No pictures belong in the copy. Restate the rest of the data exactly.

*** Begin section ***

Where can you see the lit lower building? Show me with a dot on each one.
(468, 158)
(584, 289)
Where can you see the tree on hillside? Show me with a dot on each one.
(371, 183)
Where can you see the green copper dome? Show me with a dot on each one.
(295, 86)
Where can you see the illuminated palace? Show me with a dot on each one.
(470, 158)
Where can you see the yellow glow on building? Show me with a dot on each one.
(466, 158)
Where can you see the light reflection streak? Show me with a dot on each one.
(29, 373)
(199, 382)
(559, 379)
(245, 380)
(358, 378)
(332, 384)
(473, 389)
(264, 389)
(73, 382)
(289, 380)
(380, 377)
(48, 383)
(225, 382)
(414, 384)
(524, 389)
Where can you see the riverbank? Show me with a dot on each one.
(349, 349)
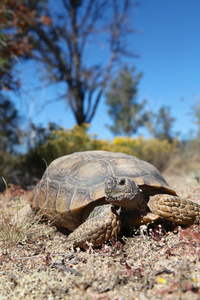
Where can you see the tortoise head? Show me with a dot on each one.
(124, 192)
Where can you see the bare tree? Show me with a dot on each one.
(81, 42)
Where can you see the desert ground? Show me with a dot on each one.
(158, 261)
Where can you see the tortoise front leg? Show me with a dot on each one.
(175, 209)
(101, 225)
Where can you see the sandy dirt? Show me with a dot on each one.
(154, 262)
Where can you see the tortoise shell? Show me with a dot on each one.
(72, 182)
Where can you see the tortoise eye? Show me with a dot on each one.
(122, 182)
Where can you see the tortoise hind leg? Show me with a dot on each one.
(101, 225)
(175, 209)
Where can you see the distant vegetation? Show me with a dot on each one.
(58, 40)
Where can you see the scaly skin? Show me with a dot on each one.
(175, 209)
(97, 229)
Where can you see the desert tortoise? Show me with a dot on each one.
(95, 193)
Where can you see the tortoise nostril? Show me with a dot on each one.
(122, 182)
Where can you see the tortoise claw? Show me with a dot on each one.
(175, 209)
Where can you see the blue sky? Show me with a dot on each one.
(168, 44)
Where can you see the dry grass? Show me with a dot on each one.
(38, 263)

*** End section ***

» Solution:
Where can you see the lit lower building? Show me with a dot on each one.
(468, 158)
(584, 289)
Where can you see the tree on hillside? Show me with a dot on each one.
(371, 183)
Where can you see the green copper dome? Show me with a dot on each one.
(295, 86)
Where can you see the illuminated palace? Show me with a dot on each one.
(470, 158)
Where can you see the yellow glow on building? Show me with a dot on each one.
(466, 158)
Where can you see the light reflection streak? Show me with a dot on each one.
(29, 373)
(199, 382)
(559, 379)
(245, 380)
(358, 378)
(332, 384)
(473, 389)
(264, 389)
(73, 382)
(289, 380)
(380, 377)
(48, 383)
(225, 382)
(414, 384)
(524, 389)
Where can you see the riverbank? Show me with a dot on each one.
(349, 349)
Where can you see the tortoise head? Show me with a dot on each one.
(124, 192)
Where can you see the bare tree? Show me with a dot on each one.
(81, 42)
Where can you see the desert ground? Show me with a dot on each one.
(158, 261)
Where can you see the tortoise front leg? Show me with a dot on each one.
(175, 209)
(101, 225)
Where can you see the sandy dirt? Show me with a dot on each one.
(154, 262)
Where can you see the tortoise shell? Show me with a dot on each one.
(72, 182)
Where can you see the tortoise eye? Show me with a dot on each one.
(122, 182)
Where can you see the tortoise hind leg? Show me with a dot on each one.
(101, 225)
(175, 209)
Where can you see the distant vegetation? Show me with a dot on each one.
(58, 40)
Where can you see the scaly skin? Show me with a dot on each one.
(175, 209)
(97, 229)
Where can you see the desert tortoise? Show me with a dot on each one.
(95, 193)
Where can you see the tortoise nostril? Show me with a dot on each one.
(122, 182)
Where can you see the tortoise claw? Show me with a dot on each one.
(175, 209)
Where can you see the blue sky? Show me with a dot on each one.
(168, 44)
Where can you see the dry grass? Show me with a dot on each one.
(38, 263)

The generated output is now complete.